— What to do —
Give the data back exactly. Leave out any images.

___ Information provided

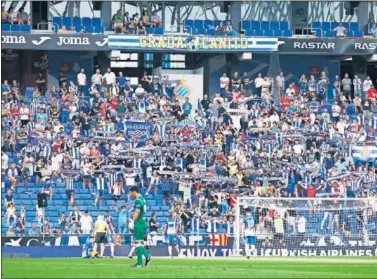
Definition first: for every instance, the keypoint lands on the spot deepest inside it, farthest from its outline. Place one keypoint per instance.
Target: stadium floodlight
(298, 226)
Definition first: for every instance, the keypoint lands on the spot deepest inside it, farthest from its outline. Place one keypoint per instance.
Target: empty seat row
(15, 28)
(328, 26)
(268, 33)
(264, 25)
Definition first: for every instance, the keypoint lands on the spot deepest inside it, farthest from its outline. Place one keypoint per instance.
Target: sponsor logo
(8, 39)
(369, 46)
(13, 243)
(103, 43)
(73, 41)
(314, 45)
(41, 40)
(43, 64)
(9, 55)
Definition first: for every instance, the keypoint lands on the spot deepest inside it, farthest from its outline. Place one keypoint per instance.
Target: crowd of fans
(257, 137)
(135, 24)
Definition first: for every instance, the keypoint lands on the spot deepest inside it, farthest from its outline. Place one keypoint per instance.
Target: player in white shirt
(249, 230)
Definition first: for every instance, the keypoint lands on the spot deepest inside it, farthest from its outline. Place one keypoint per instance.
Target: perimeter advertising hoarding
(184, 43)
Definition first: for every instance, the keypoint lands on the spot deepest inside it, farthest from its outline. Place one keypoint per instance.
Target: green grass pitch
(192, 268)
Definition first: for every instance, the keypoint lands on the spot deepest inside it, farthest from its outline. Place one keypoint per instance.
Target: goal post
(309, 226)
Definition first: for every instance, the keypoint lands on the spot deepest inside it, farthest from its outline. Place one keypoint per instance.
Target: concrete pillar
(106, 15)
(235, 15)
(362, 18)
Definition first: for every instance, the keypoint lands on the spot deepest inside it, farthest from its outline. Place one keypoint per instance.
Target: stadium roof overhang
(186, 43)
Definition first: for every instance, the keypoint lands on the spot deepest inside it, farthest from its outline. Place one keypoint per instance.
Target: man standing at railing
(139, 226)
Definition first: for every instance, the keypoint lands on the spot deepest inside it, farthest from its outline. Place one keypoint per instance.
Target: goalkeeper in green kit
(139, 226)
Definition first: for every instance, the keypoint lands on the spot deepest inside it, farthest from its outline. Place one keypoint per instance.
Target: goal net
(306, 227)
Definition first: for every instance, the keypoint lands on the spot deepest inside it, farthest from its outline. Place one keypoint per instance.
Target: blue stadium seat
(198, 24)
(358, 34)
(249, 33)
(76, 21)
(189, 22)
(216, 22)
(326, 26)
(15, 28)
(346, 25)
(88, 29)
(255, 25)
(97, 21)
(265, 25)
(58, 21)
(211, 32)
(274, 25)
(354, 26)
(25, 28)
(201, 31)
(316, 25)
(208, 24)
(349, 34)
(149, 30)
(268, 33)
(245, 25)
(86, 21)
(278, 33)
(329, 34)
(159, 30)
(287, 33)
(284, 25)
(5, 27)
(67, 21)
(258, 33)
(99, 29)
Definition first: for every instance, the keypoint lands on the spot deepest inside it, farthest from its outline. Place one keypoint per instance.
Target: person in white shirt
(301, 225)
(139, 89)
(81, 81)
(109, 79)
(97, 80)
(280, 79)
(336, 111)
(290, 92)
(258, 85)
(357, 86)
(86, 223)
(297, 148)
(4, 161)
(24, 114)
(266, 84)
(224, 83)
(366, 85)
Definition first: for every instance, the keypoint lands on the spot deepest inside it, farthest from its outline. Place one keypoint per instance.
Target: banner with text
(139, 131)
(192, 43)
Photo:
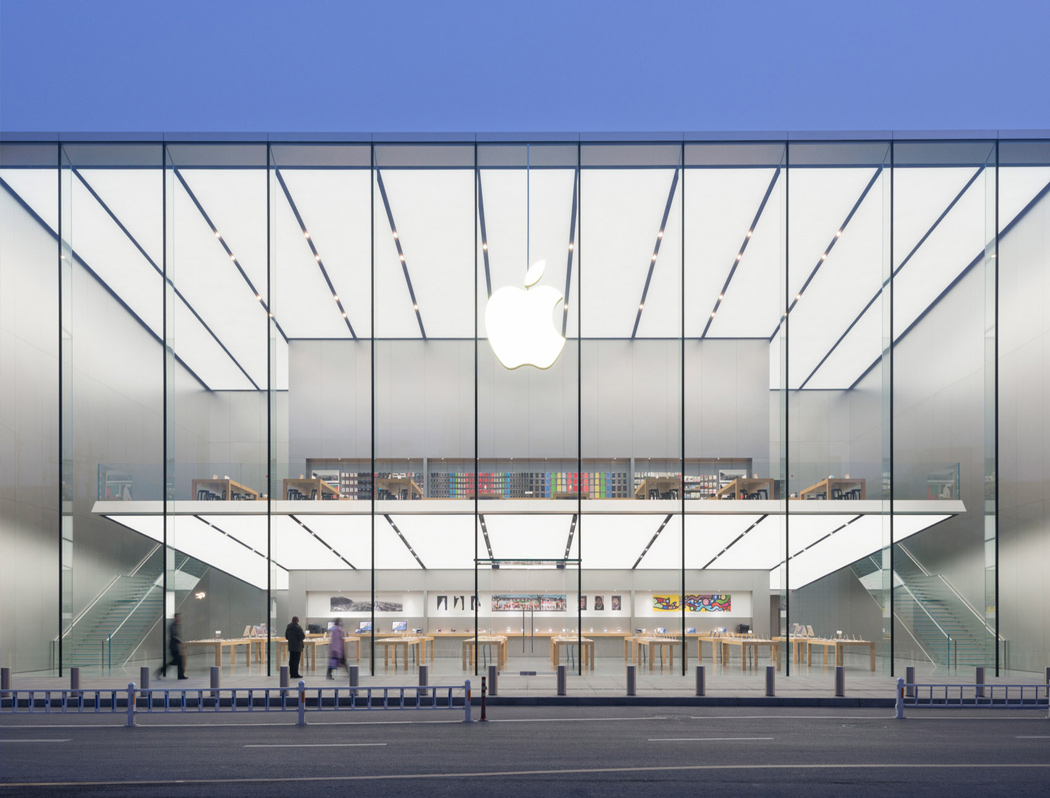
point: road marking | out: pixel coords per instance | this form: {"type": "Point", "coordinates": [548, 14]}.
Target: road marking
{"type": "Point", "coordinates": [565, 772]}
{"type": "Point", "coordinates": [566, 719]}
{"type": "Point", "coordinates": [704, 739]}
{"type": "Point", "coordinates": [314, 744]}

______

— Exercise answer —
Definition first: for every instance, the keypoint lands on the spot deepest inside it, farthest from its outline. Place one keypoint per instance.
Target: stadium floodlight
(298, 226)
Definition first: for every instance, the keypoint lands on the spot deepest inside it, farthest from its outline. Place one keypoint per instance.
Target: empty seat row
(15, 28)
(328, 26)
(268, 33)
(264, 25)
Definition first: for every instance, the keypoint lands on the spot deepest inside it, farthest from its outline. Place one keypoint per instance.
Target: sponsor logo
(8, 39)
(369, 46)
(13, 243)
(103, 43)
(73, 41)
(314, 45)
(41, 40)
(43, 64)
(9, 55)
Definition first: for every instance, the keypoint lands on the spot deepest inside it, farthest from its outline. Place one keypoint per instance.
Target: crowd of fans
(257, 137)
(135, 24)
Definition first: for every instance, the keypoint lands on the spot deepest inside it, farthest from its outline. Place one keypoint per instance.
Target: player in white shirt
(249, 230)
Definition first: for every instance, the keypoint lands on the spot deepest inside it, farthest from its outline. Place one keypoint per instance.
Target: perimeter advertising hoarding
(184, 43)
Definition first: for every instance, the keypoint lands on the spot deepest inside it, farthest from its outline. Place one keypoint per instance.
Target: green grass pitch
(192, 268)
Definition first: for every instance, the keypoint lands on the spot deepest inside it, farthest from its outline. Place one keypoint per instance.
Target: goal post
(309, 226)
Definition first: for every instance, the keypoint lands on the spot deepest inside it, farthest from its outline. Place one keypoint per instance.
Target: concrete pillar
(106, 15)
(235, 15)
(362, 18)
Definition first: for every instance, the keypoint lands on the spot deepest inside it, farthest from its outline. Place one keypoint per instance.
Target: stadium roof overhang
(186, 43)
Definition first: for every instance, the keypoint lands on the spot deepest inside it, farthest from its outline. Place one keypoint per instance.
Target: man standing at railing
(139, 226)
Definition first: for every instance, the keypoint lands on the spot deepest inside it, farthest from its outline. Place one keypoint per instance.
Target: goalkeeper in green kit
(139, 226)
Definition first: for every instance, the keypoint lands on the spot deepest inside it, farthest from its outline. Place one keypoint per instance.
Target: goal net
(306, 227)
Definition first: for every instance, the keypoint lands on the spot deepest inside it, farthest from its outline. Place one keypoint per instance.
Target: blue stadium seat
(198, 24)
(358, 34)
(249, 33)
(76, 21)
(189, 22)
(216, 22)
(326, 26)
(15, 28)
(346, 25)
(88, 29)
(255, 25)
(97, 21)
(265, 25)
(58, 21)
(211, 32)
(274, 25)
(354, 26)
(25, 28)
(201, 31)
(316, 25)
(208, 24)
(349, 34)
(149, 30)
(268, 33)
(245, 25)
(86, 21)
(278, 33)
(329, 34)
(159, 30)
(287, 33)
(284, 25)
(5, 27)
(67, 21)
(258, 33)
(99, 29)
Definition first: for every instance, the keypoint lands on the spot deepest inside it, farthest from its outline. Place one keypoint per instance.
Target: person in white shirt
(301, 225)
(139, 89)
(81, 81)
(109, 79)
(97, 80)
(280, 79)
(336, 111)
(290, 92)
(258, 85)
(357, 86)
(86, 223)
(297, 148)
(4, 161)
(24, 114)
(266, 84)
(224, 83)
(366, 85)
Definition first: for every instance, the keypoint lands on the spot deepest inside it, farthest from its outline. Place one keypoint per instance.
Target: banner with text
(139, 131)
(192, 43)
Photo:
point: road marking | out: pixel coords per instance | this form: {"type": "Point", "coordinates": [548, 14]}.
Target: road marking
{"type": "Point", "coordinates": [565, 772]}
{"type": "Point", "coordinates": [566, 719]}
{"type": "Point", "coordinates": [704, 739]}
{"type": "Point", "coordinates": [314, 744]}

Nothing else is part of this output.